Passage given:
-=-=-
|Open road on a rainy, snowy day|
I watched a documentary on www.topdocumentaryfilms.com called "Without Bound."
It's about people who live in vehicles -- from vans to RV's and everything in between. There was one young couple, Josh and Meisha Manwaring (www.vagabloggers.com) but most of those featured are retired, not looking for work, live on their social security. Some had retirement from past employment. Some have art to sell. Many are writers and have figured out various ways to make money from their blogs.
It was clear to me that these folks have the answer to stress free living. It's frugality and simplicity. They live cheap, most for under $700 a month, once they get their rig. They don't accumulate much because of space limitations in their mobile dwellings. Plus, they have figured out what their individual needs are. Freedom is at the top of their list. They do as they please which doesn't appear to be much, other than enjoying every moment to the fullest. They wake up in a new place anytime they want. They go wherever their heart desires -- well, almost.
It appears that "mobile dwellers" aren't welcome everywhere. One of those featured alluded to a need for stealth, knowing where it's safe to park and where it's not, especially in cities.
In another video, The Summer of Family Love, a young couple and their three youngsters took a road trip along the West Coast. They were living in a VW van, recording their daily lives in order to make a beautiful and fascinating two hour video about living in close quarters, being on the road, looking for places to safely spend the nights. I'm not sure where they were, but they were asked to leave a national park. It seemed to have something to do with their VW van. They didn't understand but they went peacefully.
-=-=-
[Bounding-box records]
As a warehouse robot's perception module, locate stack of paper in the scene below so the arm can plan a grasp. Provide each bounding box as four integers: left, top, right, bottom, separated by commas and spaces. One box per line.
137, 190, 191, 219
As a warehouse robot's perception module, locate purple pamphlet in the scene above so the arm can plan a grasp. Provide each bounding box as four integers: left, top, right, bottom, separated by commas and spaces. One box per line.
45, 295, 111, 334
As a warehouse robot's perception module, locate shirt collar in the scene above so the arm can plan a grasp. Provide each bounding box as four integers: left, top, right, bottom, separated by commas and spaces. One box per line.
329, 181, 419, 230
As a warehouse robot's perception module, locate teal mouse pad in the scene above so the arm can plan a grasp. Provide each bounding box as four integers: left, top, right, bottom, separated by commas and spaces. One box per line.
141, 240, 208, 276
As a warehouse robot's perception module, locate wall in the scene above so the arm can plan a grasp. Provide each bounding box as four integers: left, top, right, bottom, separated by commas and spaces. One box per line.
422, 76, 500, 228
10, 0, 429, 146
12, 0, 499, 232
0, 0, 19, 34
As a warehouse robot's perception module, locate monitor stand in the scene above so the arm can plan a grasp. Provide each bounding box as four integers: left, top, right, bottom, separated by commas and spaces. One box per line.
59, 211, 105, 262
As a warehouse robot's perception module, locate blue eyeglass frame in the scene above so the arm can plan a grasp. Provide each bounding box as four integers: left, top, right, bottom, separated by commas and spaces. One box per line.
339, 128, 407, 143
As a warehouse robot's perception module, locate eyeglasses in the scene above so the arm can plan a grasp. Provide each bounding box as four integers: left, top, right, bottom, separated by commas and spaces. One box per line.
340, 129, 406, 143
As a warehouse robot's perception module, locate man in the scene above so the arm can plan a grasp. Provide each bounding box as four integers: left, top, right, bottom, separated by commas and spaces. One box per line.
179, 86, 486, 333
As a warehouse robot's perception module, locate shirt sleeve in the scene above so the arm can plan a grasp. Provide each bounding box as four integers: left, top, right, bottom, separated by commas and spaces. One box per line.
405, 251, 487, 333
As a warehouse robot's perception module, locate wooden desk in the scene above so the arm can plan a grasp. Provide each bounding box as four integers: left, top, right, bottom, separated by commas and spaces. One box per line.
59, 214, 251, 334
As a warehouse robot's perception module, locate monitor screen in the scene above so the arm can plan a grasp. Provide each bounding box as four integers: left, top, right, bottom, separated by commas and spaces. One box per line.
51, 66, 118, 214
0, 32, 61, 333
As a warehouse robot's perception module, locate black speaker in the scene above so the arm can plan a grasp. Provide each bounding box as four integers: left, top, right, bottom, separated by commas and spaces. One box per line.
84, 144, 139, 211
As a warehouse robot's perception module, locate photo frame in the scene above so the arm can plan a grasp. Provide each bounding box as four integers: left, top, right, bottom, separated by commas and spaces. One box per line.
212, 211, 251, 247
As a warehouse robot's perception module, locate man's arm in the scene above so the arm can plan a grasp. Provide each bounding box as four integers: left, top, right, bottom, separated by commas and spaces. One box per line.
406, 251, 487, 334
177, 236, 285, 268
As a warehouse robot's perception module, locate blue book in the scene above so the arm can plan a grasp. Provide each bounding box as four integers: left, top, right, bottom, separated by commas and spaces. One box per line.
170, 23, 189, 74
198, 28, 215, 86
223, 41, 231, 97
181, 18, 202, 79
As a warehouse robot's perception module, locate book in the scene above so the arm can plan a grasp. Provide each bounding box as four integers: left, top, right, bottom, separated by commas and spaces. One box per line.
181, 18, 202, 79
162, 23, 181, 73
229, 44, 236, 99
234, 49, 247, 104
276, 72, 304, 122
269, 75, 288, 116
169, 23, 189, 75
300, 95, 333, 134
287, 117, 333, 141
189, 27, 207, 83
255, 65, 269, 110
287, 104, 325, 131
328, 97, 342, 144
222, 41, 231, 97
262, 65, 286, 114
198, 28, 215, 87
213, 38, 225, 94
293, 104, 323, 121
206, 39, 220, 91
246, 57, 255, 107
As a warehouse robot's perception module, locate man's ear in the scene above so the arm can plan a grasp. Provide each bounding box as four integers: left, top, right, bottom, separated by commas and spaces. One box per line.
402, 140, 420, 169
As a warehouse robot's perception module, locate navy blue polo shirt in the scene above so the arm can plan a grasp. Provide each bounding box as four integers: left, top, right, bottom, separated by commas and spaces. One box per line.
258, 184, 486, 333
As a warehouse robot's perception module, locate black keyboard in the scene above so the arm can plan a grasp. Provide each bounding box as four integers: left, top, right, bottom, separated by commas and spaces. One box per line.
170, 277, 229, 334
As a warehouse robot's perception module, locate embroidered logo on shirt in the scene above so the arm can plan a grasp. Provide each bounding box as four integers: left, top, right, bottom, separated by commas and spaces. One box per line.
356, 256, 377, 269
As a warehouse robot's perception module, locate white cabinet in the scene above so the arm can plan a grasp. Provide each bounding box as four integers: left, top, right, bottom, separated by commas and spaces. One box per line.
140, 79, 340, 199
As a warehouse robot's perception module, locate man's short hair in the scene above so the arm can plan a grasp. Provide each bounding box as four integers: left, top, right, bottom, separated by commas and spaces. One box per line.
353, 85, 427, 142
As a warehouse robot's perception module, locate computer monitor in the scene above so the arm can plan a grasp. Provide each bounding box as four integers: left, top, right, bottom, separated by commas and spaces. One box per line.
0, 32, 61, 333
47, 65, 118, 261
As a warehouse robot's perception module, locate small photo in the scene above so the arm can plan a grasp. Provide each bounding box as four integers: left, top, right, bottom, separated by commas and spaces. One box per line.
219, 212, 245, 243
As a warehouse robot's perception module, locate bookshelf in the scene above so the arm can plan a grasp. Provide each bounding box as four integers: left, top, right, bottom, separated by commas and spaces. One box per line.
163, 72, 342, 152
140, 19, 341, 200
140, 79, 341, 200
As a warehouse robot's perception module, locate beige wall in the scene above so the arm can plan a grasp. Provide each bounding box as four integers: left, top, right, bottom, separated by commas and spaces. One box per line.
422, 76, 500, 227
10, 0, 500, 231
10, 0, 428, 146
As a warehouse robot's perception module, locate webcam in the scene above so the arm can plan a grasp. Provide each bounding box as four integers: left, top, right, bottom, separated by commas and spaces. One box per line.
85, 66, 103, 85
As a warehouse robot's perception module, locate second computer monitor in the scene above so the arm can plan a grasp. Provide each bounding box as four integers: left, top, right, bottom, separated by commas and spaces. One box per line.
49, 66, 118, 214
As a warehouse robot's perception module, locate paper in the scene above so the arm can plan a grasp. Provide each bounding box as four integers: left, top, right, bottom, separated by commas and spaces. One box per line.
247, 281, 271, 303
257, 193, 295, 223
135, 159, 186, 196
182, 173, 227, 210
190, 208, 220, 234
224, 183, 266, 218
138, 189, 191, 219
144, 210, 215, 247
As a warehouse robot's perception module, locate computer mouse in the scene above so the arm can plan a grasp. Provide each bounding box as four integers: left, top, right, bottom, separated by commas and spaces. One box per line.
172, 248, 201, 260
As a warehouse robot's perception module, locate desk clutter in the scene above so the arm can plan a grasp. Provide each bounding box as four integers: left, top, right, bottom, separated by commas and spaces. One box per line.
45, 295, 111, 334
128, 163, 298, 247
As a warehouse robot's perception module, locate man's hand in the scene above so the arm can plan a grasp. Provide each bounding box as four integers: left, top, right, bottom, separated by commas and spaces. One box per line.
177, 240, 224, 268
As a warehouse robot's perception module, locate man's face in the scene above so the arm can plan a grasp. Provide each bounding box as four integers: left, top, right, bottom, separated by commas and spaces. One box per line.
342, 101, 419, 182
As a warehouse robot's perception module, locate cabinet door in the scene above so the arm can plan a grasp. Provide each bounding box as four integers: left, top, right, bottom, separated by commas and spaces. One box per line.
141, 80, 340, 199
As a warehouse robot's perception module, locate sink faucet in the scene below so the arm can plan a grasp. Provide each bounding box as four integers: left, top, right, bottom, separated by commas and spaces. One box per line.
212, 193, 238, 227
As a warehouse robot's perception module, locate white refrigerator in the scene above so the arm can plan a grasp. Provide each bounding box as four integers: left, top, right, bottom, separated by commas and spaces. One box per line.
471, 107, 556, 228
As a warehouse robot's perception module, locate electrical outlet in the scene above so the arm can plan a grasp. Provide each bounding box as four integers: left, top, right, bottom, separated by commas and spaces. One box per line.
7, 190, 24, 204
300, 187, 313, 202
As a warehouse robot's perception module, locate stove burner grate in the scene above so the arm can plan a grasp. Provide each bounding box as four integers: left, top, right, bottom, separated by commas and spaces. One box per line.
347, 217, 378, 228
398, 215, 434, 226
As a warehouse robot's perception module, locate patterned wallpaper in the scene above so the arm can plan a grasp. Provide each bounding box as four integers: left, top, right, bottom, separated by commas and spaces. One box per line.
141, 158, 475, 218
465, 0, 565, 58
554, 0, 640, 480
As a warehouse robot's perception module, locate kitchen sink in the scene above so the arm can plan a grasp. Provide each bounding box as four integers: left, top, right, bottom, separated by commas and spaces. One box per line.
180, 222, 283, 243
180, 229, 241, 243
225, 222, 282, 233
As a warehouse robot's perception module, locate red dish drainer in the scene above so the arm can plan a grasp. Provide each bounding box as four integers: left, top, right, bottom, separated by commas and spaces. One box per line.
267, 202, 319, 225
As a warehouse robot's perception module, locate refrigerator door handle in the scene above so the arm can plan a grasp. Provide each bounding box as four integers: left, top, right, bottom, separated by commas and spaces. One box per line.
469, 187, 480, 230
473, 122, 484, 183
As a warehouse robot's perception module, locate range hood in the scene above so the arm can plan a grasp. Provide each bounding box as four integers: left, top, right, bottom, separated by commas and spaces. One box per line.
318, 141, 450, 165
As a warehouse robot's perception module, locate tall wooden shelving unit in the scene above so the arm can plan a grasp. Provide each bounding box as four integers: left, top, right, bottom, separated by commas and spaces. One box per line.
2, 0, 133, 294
-=-=-
Exercises to complete:
[1] In the post about people who live in vehicles, how much do most of them spend each month once they have their rig?
[2] Decide whether each statement agrees with the post about people who live in vehicles: (a) The documentary "Without Bound" was watched on www.topdocumentaryfilms.com. (b) The family in The Summer of Family Love traveled in an RV. (c) The family refused to leave the national park.
[3] List every source of money the post about people who live in vehicles gives for those featured in "Without Bound."

Exercise answers:
[1] Most of them live for under $700 a month.

[2]
(a) Yes: "I watched a documentary on www.topdocumentaryfilms.com called "Without Bound.""
(b) No: "They were living in a VW van"
(c) No: "They didn't understand but they went peacefully."

[3]
Social security
Retirement from past employment
Selling art
Their blogs